**Task description**
Every record that follows should be printed verbatim.

— Begin Stored data —

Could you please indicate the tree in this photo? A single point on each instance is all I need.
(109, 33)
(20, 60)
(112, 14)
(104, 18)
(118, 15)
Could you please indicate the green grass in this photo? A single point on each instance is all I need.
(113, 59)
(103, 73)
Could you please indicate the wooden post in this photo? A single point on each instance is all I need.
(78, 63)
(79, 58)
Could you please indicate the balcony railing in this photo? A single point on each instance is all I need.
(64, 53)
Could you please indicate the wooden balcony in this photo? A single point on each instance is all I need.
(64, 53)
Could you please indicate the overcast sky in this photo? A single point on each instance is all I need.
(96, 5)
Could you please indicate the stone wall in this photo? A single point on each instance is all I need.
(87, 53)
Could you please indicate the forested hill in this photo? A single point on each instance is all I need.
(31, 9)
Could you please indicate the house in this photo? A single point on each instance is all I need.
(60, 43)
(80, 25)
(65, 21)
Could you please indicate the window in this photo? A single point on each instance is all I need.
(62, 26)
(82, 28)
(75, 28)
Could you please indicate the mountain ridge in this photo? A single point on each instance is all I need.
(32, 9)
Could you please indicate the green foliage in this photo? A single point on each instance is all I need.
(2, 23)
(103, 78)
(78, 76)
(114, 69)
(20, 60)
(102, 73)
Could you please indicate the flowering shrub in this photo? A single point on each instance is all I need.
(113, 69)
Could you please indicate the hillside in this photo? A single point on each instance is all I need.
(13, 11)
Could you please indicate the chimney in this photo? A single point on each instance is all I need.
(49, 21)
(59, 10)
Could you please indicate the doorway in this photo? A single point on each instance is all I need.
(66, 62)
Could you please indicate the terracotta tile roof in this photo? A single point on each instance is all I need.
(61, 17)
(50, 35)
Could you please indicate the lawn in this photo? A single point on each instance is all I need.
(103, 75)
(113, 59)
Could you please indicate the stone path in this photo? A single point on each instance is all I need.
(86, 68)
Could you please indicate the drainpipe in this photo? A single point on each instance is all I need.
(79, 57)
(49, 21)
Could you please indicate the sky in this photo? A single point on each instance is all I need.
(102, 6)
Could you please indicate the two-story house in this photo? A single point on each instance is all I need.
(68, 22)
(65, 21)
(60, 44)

— End Stored data —

**Solution**
Could you please indicate the tree in this photo? A single point on each instance is all I need.
(109, 33)
(20, 60)
(112, 14)
(104, 18)
(118, 15)
Could you please indicate the green grass in this photo? A single point on each instance is all I need.
(113, 59)
(103, 73)
Could you please indicate the wooden post in this photo? A single point on each instance is all I need.
(78, 63)
(79, 58)
Could you please indicate the balcony railing in this photo? A single point on each instance is all I need.
(64, 53)
Could you please indicate the wooden balcony in this photo? A single point on each instance is all I need.
(64, 53)
Could you please indicate the overcast sky in this photo? A single point on each instance is all I need.
(96, 5)
Could you please indicate the stone wall in this photo? A single point on each instance is all I need.
(87, 53)
Could you please indicate the forested hill in this photo? A single point on each instance is all I need.
(31, 9)
Could you please indicate the house in this photo? A single point on each instance is all I need.
(60, 43)
(80, 25)
(65, 21)
Could you please indicate the window in this photo? A single point on each instance is all I need.
(62, 26)
(82, 28)
(75, 28)
Could you please indicate the mountain ridge in this photo? A single point on each instance is all I need.
(32, 9)
Could you please indicate the green foliage in this photo? A single point on each instance is all I need.
(2, 23)
(103, 78)
(78, 76)
(114, 69)
(20, 60)
(102, 73)
Could you please indicate the flowering shrub in this photo? A single point on each instance is all I need.
(113, 69)
Could you please indicate the hillside in this photo? A single point on each instance is all I need.
(13, 11)
Could you please indicate the chimney in this photo? A single point on each instance is all I need.
(49, 21)
(59, 10)
Could you please indicate the doorway in this photo? A single point on each instance is all I need.
(66, 62)
Could you please indicate the terracotta tile roof in this photo? A single point on each instance is all I need.
(61, 17)
(50, 35)
Could you please indicate the lawn in this photo? A single point on each instance is all I need.
(103, 75)
(113, 59)
Could you please indicate the stone path in this photo? A single point on each instance is all I need.
(86, 68)
Could you please indicate the drainpipe in this photo? A single point on each instance is all I need.
(79, 57)
(49, 21)
Could you please indicate the sky in this photo? A single point on each instance is all I need.
(102, 6)
Could you please indicate the two-story house in this photo? A single point on each instance is all I need.
(68, 22)
(65, 21)
(60, 44)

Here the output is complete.